### EXERCISE BRIEF
Could you swap "spot" for "locate" and write out the records again from the line containing "point: tree trunk" through the end of the records, both ends included, with nothing else changed and the pictures left out?

(Pointing dataset records)
○ ○ ○ ○ ○ ○ ○

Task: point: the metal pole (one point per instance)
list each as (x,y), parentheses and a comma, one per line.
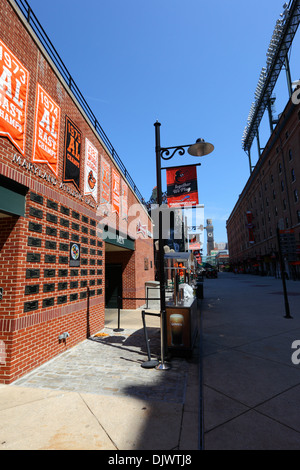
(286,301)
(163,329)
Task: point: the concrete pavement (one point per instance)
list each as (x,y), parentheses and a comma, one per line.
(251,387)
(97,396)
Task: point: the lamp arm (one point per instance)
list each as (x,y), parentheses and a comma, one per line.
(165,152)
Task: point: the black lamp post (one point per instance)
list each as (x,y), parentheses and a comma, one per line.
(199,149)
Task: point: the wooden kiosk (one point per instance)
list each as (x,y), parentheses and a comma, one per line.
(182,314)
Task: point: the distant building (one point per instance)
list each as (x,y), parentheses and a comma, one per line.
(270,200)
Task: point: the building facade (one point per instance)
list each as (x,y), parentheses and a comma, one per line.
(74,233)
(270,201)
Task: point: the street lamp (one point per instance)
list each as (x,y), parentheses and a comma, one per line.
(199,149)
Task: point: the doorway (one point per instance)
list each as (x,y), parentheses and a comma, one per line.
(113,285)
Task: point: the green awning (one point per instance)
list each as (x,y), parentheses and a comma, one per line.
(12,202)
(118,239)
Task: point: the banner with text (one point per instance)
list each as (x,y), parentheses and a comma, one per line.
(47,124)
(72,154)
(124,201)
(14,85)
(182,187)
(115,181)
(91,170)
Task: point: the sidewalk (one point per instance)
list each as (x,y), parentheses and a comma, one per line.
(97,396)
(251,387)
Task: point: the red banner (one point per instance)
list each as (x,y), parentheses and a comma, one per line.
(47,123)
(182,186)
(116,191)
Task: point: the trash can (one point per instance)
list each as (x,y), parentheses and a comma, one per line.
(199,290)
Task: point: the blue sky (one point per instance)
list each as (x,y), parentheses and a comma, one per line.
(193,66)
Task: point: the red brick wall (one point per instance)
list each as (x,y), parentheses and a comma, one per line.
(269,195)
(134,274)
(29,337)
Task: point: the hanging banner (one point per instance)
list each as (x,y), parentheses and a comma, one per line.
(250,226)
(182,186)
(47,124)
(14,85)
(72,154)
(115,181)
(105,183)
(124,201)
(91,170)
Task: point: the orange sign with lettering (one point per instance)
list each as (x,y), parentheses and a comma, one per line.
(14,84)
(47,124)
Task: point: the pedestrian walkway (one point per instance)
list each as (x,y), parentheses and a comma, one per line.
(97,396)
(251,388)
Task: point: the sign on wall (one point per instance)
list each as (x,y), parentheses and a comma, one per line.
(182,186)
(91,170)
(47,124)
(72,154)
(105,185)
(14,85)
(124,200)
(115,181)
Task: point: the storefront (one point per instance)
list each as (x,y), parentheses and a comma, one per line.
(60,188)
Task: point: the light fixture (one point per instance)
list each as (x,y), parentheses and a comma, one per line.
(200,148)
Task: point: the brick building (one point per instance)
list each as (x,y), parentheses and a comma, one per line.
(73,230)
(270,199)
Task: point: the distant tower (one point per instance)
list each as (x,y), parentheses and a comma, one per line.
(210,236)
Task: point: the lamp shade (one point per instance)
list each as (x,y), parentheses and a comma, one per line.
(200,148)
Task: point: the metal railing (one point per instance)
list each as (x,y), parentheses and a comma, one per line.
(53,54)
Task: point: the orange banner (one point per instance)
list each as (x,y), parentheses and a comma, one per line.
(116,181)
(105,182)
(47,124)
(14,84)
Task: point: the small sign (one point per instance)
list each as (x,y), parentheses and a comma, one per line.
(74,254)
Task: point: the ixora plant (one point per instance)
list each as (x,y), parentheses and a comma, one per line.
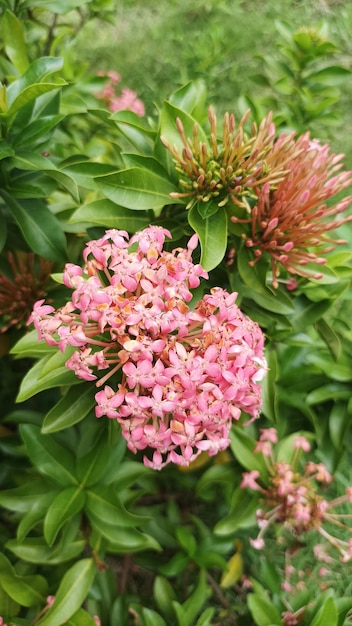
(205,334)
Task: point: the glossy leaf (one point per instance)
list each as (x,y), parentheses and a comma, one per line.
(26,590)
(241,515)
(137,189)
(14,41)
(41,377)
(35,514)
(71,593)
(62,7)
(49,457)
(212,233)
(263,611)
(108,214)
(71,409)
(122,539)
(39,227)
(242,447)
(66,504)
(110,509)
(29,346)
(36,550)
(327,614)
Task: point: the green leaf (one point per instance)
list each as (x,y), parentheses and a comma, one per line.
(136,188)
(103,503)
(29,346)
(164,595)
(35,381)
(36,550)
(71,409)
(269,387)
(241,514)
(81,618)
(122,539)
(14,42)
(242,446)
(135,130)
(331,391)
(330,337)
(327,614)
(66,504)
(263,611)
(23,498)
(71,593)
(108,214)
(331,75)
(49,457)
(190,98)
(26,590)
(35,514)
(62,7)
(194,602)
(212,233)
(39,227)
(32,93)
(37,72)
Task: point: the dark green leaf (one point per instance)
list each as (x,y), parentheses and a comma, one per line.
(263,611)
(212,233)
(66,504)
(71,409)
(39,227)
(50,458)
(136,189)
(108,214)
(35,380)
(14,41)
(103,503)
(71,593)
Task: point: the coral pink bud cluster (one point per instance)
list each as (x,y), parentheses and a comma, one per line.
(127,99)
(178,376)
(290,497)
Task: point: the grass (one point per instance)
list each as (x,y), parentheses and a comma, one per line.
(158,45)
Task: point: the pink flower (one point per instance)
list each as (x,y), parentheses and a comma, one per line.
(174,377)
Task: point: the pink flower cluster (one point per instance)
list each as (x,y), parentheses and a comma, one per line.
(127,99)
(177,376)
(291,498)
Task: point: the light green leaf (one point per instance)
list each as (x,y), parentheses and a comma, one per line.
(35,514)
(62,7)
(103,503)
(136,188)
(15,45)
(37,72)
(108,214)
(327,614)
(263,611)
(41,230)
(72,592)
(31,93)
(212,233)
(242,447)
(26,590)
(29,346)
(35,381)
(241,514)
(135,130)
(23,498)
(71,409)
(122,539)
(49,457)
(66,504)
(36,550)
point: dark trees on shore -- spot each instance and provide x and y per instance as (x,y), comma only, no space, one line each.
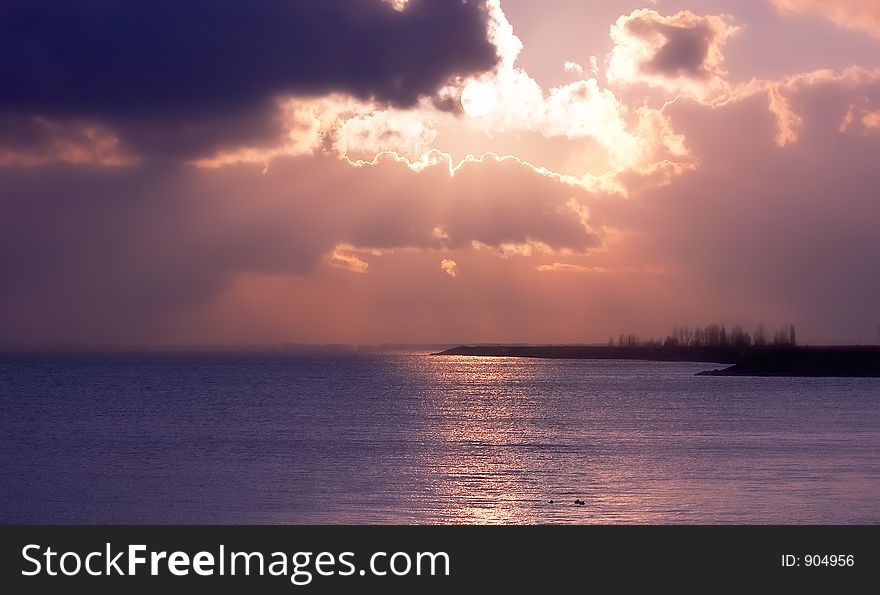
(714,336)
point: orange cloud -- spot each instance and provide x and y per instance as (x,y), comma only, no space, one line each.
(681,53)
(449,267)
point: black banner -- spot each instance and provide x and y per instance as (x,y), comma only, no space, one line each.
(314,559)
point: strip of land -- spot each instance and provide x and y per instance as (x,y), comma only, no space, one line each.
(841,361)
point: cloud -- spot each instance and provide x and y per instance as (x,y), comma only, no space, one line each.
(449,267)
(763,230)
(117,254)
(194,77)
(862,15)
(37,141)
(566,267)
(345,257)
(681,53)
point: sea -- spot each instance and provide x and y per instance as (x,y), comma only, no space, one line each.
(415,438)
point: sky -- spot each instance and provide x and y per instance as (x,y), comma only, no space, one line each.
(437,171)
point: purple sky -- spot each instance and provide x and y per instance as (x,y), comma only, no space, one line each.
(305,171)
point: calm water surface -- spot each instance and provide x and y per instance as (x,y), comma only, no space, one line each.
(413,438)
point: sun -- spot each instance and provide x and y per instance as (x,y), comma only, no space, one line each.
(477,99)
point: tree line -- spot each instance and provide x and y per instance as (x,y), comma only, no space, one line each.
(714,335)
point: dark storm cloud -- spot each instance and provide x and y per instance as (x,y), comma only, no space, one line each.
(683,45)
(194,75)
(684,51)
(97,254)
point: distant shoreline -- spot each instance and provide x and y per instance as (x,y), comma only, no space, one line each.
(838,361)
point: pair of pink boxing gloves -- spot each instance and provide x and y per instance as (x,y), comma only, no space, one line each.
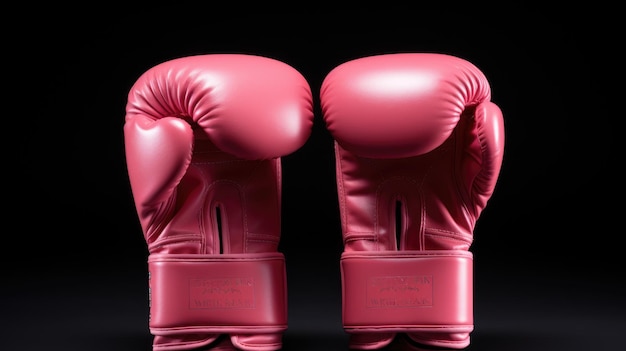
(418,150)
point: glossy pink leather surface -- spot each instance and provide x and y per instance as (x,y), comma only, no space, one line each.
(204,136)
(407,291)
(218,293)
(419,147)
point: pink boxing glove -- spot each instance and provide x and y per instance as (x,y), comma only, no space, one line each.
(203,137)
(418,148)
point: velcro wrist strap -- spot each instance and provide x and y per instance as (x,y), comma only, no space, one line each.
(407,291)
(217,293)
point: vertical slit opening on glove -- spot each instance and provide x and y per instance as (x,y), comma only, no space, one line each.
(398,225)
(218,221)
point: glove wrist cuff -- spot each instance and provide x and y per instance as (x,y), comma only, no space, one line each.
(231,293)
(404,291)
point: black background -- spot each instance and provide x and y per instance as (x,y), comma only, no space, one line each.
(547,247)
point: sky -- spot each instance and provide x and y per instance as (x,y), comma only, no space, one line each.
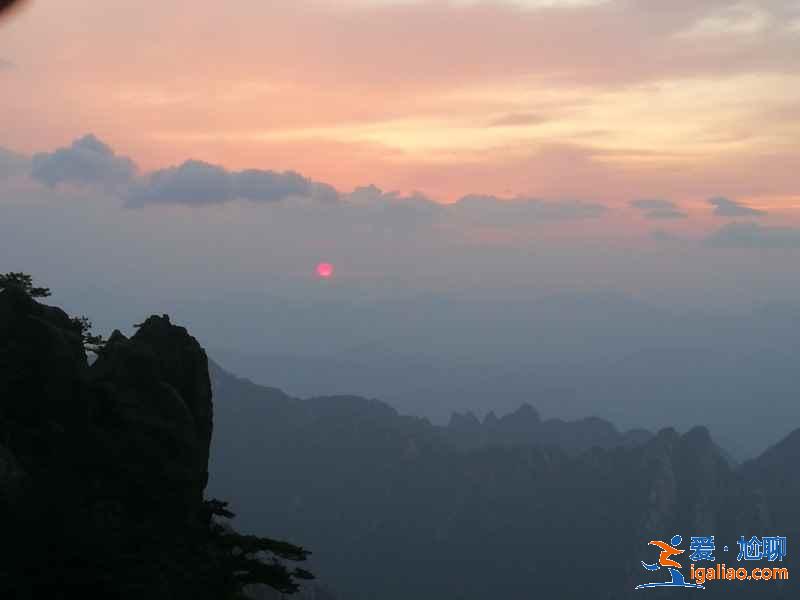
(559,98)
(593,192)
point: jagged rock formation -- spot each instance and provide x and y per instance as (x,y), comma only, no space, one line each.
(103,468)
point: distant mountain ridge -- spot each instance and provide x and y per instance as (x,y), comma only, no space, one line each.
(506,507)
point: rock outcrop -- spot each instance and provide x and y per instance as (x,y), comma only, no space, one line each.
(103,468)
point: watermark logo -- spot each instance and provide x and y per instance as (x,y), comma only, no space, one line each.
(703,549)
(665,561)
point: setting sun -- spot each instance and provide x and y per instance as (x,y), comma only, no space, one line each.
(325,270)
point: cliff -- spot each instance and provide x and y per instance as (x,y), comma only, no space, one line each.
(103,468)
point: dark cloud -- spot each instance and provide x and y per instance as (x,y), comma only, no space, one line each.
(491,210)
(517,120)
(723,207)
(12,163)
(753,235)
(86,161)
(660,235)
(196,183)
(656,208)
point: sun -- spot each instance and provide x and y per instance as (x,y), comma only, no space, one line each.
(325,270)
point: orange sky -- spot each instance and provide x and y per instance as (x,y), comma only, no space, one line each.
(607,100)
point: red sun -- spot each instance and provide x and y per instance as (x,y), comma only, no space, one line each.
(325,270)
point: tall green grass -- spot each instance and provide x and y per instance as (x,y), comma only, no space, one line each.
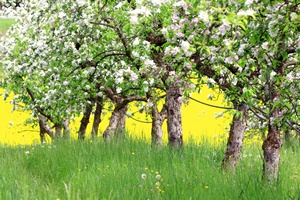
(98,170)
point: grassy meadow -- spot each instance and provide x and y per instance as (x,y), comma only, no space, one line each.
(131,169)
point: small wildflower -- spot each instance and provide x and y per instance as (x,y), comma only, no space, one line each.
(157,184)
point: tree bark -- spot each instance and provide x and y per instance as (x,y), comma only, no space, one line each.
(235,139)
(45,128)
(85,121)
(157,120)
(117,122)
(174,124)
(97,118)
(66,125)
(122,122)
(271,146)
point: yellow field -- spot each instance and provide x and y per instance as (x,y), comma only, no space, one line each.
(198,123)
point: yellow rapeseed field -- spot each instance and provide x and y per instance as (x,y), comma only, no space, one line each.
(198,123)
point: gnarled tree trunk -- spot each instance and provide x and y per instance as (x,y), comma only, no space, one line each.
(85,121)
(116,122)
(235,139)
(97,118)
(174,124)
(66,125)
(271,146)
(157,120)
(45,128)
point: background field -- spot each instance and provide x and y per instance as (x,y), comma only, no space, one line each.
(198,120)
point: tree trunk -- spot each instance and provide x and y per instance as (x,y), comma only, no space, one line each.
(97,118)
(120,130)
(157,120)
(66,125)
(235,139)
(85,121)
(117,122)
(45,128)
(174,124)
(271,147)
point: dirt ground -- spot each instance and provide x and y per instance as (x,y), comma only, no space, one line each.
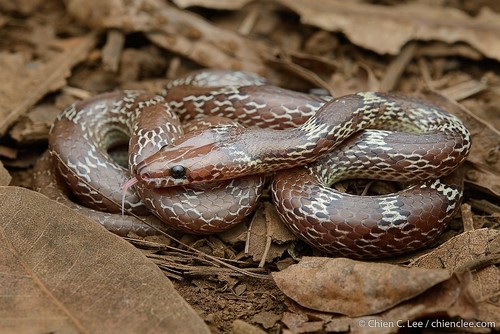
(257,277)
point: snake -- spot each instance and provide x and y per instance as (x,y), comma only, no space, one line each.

○ ○ ○ ○ ○ ○ ○

### REPLY
point: tree trunk -- locate each instance and provide x and y per instance as (x,y), comma only, no space, one line each.
(97,118)
(120,130)
(157,120)
(66,125)
(235,139)
(85,121)
(117,122)
(45,128)
(174,124)
(271,147)
point: dirt ground -- locate each instance and provide x and y per instance as (x,y), comma only, no space, one line each.
(257,277)
point: snake -- locate each instance and provide x and y per instance as (x,y), comma only, no space, one line each.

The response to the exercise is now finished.